# START OF EXTRACT PROVIDED

Thursday, January 31, 2008

someone asked me wat was wrong with me, yet at that instant i couldnt pinpoint anything. so i jus replied' LIFE'.
cause i cant comprehend it. i cant get a fcuking clue wat the cycle is all abt. karma? fate? beats me.
then i saw smthg that i wished i didnt see at all. someone else nice.shrugs. stop lying to me ass. i can see everything even if you dun admit anything.
i hate the way you have been treating me. sometimes showering me with so much concern that it totally blows my mind. and sometimes jus treating me as though i am invisible. i cant stand it anymore. this fcuking treatment is tormenting me.
you know very well wat i have been thinking, yet you bloody well treated me like a fool. damnination. no matter wat, i stick by to my very first decision because with you, even if my world collaspe and you can hold it with your two hands, you can only hold it for a day or two. then you will move away. away to another sky.
i had enough. i am through with all this bullshit.
i had enough with people treating me like a fool, as though i dunno wat the hell is going on but i jolly well do.
i just want back my quack now.

rampage and terror;
1:35 AM

Tuesday, July 03, 2007

happie birthday to me!!! thanks to those who wished me happie birthday:
justin
yihao
tzeyin
pamela
chinghwa
james ting
weijie
huiyuan
kelly
qingyu
jun hua
desmond
hui fang
barry
joseph
shuqi
yijun
alvin
if i miss out anyone pardon me.
was actually supposed to spend my birthday mugging. how boring was tt.
but a visit in the night made this day worth waiting for.
can you imagine? jus a visit can turn an ordinary day into one that is extraordinary.
thanks to you visitor.=) you made my day.
happie birthday christabel!!!=)

rampage and terror;
9:01 AM

Saturday, May 05, 2007

WHY? JUST WHY?
things happen for a reason. sad things, happie things, frustrated things, angry things, hurtful things. but wats so ironic abt things is that when bad things happen, ppl will keep asking why is this happening to me. but when good things happen our mind jus simply dun process that sentence.
i am frustrated. i am frustrated abt how things are turning out to be. why things have turned out this way. how did things ever turned out this way. i looked back on my journey and i realised something. or a few things rather.


at the same time i am angry with myself too. argh. i hate myself for not growing up sooner.

# END OF EXTRACT PROVIDED
# START OF MATERIAL SUPPLIED

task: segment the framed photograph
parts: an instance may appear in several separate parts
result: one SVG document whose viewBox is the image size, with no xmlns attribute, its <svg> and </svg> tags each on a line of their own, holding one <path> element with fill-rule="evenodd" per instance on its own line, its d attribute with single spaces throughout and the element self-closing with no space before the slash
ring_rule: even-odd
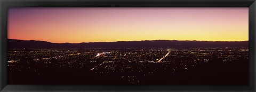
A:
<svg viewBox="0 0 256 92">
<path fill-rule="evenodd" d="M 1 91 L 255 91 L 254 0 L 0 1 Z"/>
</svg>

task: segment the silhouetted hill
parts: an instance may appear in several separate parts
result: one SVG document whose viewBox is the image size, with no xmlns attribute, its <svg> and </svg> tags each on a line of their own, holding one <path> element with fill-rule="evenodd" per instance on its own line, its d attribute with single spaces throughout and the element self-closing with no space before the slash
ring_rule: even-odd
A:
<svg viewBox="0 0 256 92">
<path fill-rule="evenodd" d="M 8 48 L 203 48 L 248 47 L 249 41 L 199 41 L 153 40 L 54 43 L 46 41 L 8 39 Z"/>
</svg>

# END OF MATERIAL SUPPLIED

THINGS TO DO:
1/ Please write out the blog excerpt between "cause i cant" and "all this bullshit.", inclusive.
2/ In the blog excerpt's birthday entry, what turned the writer's ordinary day into an extraordinary one?
The listing comes from a different source than the blog excerpt.

ANSWERS TO THE EXERCISES:
1/
cause i cant comprehend it. i cant get a fcuking clue wat the cycle is all abt. karma? fate? beats me.
then i saw smthg that i wished i didnt see at all. someone else nice.shrugs. stop lying to me ass. i can see everything even if you dun admit anything.
i hate the way you have been treating me. sometimes showering me with so much concern that it totally blows my mind. and sometimes jus treating me as though i am invisible. i cant stand it anymore. this fcuking treatment is tormenting me.
you know very well wat i have been thinking, yet you bloody well treated me like a fool. damnination. no matter wat, i stick by to my very first decision because with you, even if my world collaspe and you can hold it with your two hands, you can only hold it for a day or two. then you will move away. away to another sky.
i had enough. i am through with all this bullshit.

2/ A visit in the night.